(Object position labeling entries)
- - - - - - -
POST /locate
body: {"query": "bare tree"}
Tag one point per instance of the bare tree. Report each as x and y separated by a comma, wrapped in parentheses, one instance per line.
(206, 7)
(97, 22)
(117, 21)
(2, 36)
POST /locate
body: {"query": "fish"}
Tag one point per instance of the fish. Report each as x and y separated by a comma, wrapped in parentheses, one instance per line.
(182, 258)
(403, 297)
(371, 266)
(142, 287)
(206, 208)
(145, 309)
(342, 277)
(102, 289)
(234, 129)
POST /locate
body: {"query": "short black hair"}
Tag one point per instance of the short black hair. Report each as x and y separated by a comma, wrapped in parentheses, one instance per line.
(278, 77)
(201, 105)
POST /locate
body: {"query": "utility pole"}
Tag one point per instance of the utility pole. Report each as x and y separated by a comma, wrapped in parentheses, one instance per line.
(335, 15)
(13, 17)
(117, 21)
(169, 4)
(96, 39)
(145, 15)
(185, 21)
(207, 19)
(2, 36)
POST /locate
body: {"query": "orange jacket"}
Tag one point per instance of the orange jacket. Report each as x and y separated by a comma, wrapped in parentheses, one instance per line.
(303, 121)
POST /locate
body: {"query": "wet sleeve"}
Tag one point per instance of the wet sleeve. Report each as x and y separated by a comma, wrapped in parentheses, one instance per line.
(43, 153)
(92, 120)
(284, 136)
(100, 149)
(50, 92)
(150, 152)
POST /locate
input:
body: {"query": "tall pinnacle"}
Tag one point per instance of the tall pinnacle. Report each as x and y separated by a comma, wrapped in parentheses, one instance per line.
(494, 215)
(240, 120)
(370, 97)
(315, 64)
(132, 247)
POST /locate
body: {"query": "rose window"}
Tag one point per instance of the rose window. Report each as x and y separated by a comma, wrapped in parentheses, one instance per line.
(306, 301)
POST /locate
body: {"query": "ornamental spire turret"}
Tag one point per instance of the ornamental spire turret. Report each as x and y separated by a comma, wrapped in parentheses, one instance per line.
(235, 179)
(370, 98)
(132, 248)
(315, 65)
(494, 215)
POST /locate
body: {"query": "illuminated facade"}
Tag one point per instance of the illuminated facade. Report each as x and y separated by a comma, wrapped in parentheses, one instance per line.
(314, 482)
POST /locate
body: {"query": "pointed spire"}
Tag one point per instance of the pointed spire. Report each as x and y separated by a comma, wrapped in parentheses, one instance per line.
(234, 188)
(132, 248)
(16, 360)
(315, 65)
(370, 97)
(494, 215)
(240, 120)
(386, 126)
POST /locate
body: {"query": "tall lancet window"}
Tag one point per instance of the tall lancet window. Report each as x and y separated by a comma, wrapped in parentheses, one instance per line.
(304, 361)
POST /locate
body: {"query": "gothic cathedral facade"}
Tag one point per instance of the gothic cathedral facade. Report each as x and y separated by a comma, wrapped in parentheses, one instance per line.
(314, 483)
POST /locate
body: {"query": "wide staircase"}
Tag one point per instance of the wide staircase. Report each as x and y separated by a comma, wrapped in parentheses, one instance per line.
- - - - - - -
* EXERCISE DESCRIPTION *
Each entry is to be returned in full, character for character.

* ANSWER IN FULL *
POST /locate
body: {"query": "bare tree"}
Tag one point per instance of the bare tree. Report each as x and y separated by a comma, wrapped in parentheses, one instance per line.
(206, 7)
(97, 22)
(117, 21)
(2, 36)
POST /locate
body: {"query": "fish"}
Tag one point per instance of the fish. Report each as x and y separated by a comma, wrapped in parentheses, one instance per line.
(182, 258)
(403, 297)
(371, 266)
(142, 287)
(206, 208)
(145, 309)
(342, 277)
(102, 289)
(234, 129)
POST /locate
body: {"query": "short black hair"}
Tag one point per instance of the short black hair. Report each as x and y separated by a comma, wrapped in parentheses, one instance per line.
(278, 77)
(201, 105)
POST /locate
body: {"query": "utility pole"}
Tag one point per instance of the utility pole. Report each as x and y separated by a comma, wrapped in parentheses, one instance per line.
(335, 15)
(13, 17)
(117, 21)
(169, 4)
(96, 39)
(145, 15)
(185, 21)
(207, 19)
(2, 36)
POST /locate
body: {"query": "orange jacket"}
Tag one point per instance of the orange jacket. Report each as x and y separated by a comma, wrapped in parentheses, one instance per line.
(303, 121)
POST /locate
body: {"query": "wet sleeve"}
Tag one point per instance of the wet sleeve. Report each as x and y separated by a comma, wrapped in parentheses, one instance per line.
(43, 153)
(92, 120)
(284, 136)
(100, 149)
(50, 92)
(150, 152)
POST /locate
input:
body: {"query": "tall pinnacle"}
Tag one point per instance of the tall pinnacle. Report each as x and y separated by a comma, wrapped in parentheses, one instance per line.
(494, 215)
(240, 120)
(370, 97)
(315, 64)
(132, 247)
POST /locate
body: {"query": "rose window"}
Tag one point per instance of the rose window. Report each as x and y separated by a comma, wrapped in parentheses, one instance per line.
(306, 301)
POST /locate
body: {"query": "ornamental spire turret"}
Tag one point per instance of the ornamental spire turret. Report each as x and y separated by a comma, wrapped in parentheses, one instance per line.
(235, 179)
(370, 98)
(132, 248)
(315, 65)
(494, 215)
POST /locate
body: {"query": "illuminated facade"}
Tag one point per instance of the illuminated facade. Report each as x and y separated by a comma, wrapped in parentheses, one instance per line.
(314, 482)
POST /locate
body: {"query": "pointed spire"}
Tag one point per instance of the pointed spire. Report each as x and y separated by a comma, wrapped in parentheses, one instance per line.
(234, 188)
(132, 248)
(16, 360)
(315, 65)
(370, 97)
(494, 215)
(240, 120)
(386, 126)
POST /locate
body: {"query": "tall lancet window"}
Tag one point per instance of the tall lancet window. Report each as x and y separated by a comma, wrapped in parentheses, one instance per line.
(304, 361)
POST /locate
body: {"query": "gothic cathedral facade"}
Tag one point per instance of the gothic cathedral facade. Report each as x and y separated by a comma, wrapped in parentheses, one instance per line.
(314, 483)
POST /locate
body: {"query": "wide staircase"}
Tag one point per instance of the wide staircase. Report each as x and y separated by a comma, wrapped in parentheses, one instance per line.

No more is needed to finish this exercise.